* _VORLIEGENDER TEXT_
▼▼▼

Ein handelsübliches Drohnen-Schutznetz kostet fünf bis zehn Euro pro Quadratmeter. Die ukrainische Armee braucht aber ständig neue solche Abwehrnetze gegen russische Drohnenangriffe. Überall an der Front, über tausende Quadratkilometer. Freiwillige Helfer der ukrainischen Armee haben darum eine kostengünstige Alternative gefunden und ausprobiert.
Etwa 500 Tonnen ausgemusterte Fischernetze von niederländischen Fischereibetrieben haben sie schon zu Fronteinheiten gebracht. Die Soldaten schützen damit sich selbst und ihre Technik. Gleichzeitig verändern solche Schutznetze auch den Drohnenkampf an sich.
Wie genau alte Fischernetze ins Kampfgebiet kommen und dort eingesetzt werden, hat Frontliner-Reporter Artem Derkatschow in einer Fotoreportage dokumentiert.
In den Lagerhallen europäischer Häfen warten tausende Tonnen ausrangierter Fischernetze auf ihren Einsatz. Ukrainische Soldaten können die gut da gebrauchen, wo im Kampfgebiet Drohnen eingesetzt werden und der Schutz davor eine der größten Herausforderungen ist.
Ukrainische Armeehelfer starteten darum ihre Logistik-Operation Pawtunnja (Spinnennetz).

▲▲▲

* _AUFGABE 1_
Zählen Sie die Zeilen, in denen die Zeichenfolge „green“ vorkommt, und nennen Sie ausschließlich diese Anzahl.
Der Text und die Zeilen sind voneinander unabhängiges Material.

* _DATENAUFLISTUNG_
▼▼▼

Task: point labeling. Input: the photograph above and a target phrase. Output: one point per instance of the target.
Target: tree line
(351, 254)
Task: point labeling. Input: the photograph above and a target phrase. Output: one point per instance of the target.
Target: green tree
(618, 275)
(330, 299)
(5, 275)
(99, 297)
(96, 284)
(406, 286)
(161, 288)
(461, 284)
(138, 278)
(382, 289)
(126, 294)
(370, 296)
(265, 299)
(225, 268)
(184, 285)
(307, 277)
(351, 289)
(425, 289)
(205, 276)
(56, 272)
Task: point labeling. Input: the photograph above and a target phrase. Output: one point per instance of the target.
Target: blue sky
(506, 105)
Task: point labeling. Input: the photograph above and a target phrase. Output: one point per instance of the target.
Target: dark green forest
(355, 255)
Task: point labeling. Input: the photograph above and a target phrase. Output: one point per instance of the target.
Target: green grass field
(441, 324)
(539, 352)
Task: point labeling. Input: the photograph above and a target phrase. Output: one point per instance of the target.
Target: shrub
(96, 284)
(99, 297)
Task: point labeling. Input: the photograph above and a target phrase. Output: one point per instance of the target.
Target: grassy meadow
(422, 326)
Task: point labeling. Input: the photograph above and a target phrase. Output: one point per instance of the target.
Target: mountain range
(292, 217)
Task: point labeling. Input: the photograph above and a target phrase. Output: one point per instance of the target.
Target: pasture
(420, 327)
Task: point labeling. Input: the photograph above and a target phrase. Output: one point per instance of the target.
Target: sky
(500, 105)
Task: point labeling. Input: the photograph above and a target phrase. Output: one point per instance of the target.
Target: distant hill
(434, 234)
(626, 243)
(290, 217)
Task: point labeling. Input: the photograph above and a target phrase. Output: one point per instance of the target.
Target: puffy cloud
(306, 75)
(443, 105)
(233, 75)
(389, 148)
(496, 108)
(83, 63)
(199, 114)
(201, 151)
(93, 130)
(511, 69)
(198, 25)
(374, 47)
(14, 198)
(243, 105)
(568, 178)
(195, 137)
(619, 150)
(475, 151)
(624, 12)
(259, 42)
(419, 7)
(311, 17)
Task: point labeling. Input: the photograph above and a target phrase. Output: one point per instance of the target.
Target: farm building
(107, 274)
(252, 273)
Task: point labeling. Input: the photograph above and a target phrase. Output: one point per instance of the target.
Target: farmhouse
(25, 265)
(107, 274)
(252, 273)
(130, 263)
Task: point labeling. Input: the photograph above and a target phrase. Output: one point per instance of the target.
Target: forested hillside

▲▲▲

* _AUFGABE 2_
Wiederholen Sie wortgetreu den Abschnitt aus dem Text über die Fischernetze, der mit „Wie genau alte“ einsetzt und mit „größten Herausforderungen ist.“ schließt.

* _VOLLSTÄNDIGE ANTWORT 1_
3

* _VOLLSTÄNDIGE ANTWORT 2_
Wie genau alte Fischernetze ins Kampfgebiet kommen und dort eingesetzt werden, hat Frontliner-Reporter Artem Derkatschow in einer Fotoreportage dokumentiert.
In den Lagerhallen europäischer Häfen warten tausende Tonnen ausrangierter Fischernetze auf ihren Einsatz. Ukrainische Soldaten können die gut da gebrauchen, wo im Kampfgebiet Drohnen eingesetzt werden und der Schutz davor eine der größten Herausforderungen ist.